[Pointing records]
◇ ◇ ◇ ◇ ◇

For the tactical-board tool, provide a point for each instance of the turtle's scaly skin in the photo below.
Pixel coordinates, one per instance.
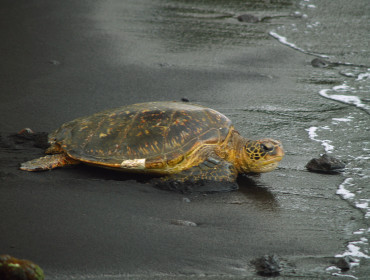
(16, 269)
(163, 138)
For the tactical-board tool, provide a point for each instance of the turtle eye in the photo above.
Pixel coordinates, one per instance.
(266, 148)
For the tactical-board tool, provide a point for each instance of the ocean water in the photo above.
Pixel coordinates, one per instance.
(343, 76)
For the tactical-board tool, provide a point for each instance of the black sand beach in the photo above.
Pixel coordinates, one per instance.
(62, 60)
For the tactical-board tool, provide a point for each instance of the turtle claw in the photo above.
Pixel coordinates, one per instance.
(48, 162)
(192, 186)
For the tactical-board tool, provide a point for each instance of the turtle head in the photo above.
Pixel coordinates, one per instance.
(261, 155)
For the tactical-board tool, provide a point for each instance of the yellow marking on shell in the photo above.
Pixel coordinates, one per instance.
(133, 163)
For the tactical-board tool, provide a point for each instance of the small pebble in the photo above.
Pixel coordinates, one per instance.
(320, 63)
(325, 164)
(183, 223)
(345, 263)
(248, 18)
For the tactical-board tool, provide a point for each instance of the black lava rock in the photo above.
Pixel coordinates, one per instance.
(268, 265)
(325, 164)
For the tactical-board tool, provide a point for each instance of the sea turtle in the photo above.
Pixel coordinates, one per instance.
(183, 142)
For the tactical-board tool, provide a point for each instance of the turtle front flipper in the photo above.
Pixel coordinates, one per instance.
(48, 162)
(212, 175)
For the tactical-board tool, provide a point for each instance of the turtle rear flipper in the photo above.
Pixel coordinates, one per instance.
(212, 175)
(48, 162)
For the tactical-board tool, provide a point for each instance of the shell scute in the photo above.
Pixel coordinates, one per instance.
(161, 132)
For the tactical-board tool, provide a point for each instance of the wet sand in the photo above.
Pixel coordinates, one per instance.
(65, 60)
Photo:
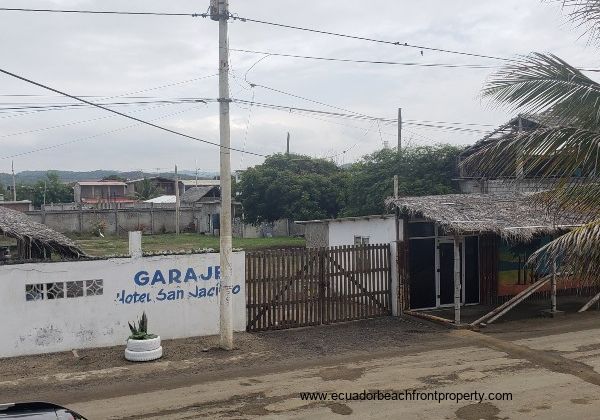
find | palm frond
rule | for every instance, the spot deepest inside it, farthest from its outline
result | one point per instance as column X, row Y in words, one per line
column 544, row 82
column 575, row 254
column 585, row 14
column 581, row 198
column 563, row 153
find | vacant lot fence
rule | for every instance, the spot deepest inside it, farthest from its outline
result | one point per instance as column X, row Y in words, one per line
column 299, row 287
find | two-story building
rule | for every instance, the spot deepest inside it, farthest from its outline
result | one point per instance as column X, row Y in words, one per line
column 95, row 192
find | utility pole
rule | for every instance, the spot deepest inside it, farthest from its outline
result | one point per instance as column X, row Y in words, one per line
column 12, row 164
column 399, row 130
column 176, row 202
column 219, row 10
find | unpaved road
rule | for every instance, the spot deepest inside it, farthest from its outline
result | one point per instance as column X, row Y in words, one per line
column 551, row 367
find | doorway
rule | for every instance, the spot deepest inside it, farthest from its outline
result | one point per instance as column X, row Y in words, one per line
column 445, row 271
column 469, row 270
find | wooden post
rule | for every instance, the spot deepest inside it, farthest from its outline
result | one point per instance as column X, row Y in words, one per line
column 80, row 217
column 457, row 282
column 176, row 202
column 396, row 262
column 553, row 288
column 590, row 303
column 152, row 218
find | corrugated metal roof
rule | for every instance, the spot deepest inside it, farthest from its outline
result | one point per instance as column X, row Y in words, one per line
column 115, row 183
column 201, row 182
column 196, row 193
column 163, row 199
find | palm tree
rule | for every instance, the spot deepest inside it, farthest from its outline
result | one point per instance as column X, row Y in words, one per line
column 566, row 149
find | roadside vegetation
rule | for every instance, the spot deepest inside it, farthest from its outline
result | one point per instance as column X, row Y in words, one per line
column 118, row 245
column 566, row 150
column 299, row 187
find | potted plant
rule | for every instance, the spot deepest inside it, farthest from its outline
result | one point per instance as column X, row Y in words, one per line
column 141, row 346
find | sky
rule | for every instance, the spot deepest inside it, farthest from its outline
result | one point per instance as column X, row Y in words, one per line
column 129, row 58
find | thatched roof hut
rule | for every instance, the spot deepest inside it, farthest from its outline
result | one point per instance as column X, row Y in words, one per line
column 513, row 217
column 35, row 240
column 195, row 194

◇ ◇ ◇ ◇ ◇

# [Work to do]
Update the records from the line with "find | corrugated metal roof" to the line with "column 129, row 58" by replacing "palm tree" with "coconut palm" and leaving everything else unchanged. Return only those lines.

# [Response to the exercise]
find | corrugated metal roof
rule | for every instance, the spot deepest inside it, farthest from its outline
result | one point per instance as column X, row Y in words, one per line
column 115, row 183
column 201, row 182
column 196, row 193
column 163, row 199
find | coconut palm
rule | for every instance, the spot deepest inside it, farthest from its outline
result | one point per instance as column X, row Y in words, one per line
column 566, row 149
find | roadside vegetation
rule | for every instance, the spot deepest inside it, farthest from its outline
result | one point per instance as column X, row Y in words, one per line
column 118, row 245
column 566, row 150
column 299, row 187
find | potted plant
rule | for every instance, the spot deepest inside it, farthest from its outline
result | one point per instance as column X, row Y in words, one per line
column 141, row 346
find | sky
rule | for every instance, the spot deepest inside it, farthest from its outline
result | one point per instance as column X, row Y in words, one per line
column 129, row 58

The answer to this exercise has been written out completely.